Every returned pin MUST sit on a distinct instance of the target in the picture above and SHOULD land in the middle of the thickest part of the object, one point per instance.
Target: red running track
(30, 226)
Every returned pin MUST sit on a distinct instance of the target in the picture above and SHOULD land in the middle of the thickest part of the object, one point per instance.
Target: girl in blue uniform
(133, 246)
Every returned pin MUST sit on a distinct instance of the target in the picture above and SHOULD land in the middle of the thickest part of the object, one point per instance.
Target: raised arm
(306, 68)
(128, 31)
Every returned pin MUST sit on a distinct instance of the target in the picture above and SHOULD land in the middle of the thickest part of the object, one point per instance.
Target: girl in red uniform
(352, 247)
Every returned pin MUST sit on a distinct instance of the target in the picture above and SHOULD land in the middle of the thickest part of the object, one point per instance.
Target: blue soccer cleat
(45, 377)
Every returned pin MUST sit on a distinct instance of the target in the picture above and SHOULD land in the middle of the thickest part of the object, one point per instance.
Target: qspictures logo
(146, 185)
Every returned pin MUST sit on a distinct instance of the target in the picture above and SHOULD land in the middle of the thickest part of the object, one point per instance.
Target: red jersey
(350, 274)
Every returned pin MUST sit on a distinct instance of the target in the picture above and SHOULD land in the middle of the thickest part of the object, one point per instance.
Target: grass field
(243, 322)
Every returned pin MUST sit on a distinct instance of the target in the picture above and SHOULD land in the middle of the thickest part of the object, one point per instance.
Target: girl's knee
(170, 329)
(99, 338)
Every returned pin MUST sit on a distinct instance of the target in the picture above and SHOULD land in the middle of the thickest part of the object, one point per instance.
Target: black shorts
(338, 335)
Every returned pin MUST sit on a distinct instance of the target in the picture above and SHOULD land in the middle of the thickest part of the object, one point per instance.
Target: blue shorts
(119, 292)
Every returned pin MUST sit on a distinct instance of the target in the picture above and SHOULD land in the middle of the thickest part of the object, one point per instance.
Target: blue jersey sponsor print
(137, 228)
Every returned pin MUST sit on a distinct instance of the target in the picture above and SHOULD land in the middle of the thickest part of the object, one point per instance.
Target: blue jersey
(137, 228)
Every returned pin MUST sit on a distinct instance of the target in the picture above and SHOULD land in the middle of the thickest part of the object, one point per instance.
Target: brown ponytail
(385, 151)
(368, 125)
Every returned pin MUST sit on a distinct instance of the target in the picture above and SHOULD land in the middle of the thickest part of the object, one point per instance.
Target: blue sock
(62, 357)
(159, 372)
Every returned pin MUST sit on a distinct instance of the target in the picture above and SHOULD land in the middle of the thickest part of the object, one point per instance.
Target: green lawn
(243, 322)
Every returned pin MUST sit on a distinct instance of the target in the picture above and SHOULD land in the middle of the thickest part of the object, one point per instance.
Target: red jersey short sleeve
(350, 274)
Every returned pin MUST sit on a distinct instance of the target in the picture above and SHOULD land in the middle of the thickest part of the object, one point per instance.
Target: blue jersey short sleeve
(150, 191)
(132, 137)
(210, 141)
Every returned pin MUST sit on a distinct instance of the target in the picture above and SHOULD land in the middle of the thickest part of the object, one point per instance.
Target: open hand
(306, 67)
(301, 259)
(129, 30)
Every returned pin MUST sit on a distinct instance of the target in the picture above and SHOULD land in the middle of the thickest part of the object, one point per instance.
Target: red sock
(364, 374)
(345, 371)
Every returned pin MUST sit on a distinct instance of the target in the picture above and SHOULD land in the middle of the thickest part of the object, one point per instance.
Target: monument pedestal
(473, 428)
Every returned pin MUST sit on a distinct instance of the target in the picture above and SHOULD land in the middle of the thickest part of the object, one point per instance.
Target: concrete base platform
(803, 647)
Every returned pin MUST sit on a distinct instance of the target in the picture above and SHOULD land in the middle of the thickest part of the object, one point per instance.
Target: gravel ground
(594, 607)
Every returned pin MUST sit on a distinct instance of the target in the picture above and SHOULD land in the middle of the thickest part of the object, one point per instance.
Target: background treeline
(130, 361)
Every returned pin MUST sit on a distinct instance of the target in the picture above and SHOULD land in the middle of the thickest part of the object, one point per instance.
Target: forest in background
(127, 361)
┄┄┄┄┄┄
Pick out every line of the records that contains the word "shorts" and copy those lines.

### Correct result
Target: black shorts
Target: blue shorts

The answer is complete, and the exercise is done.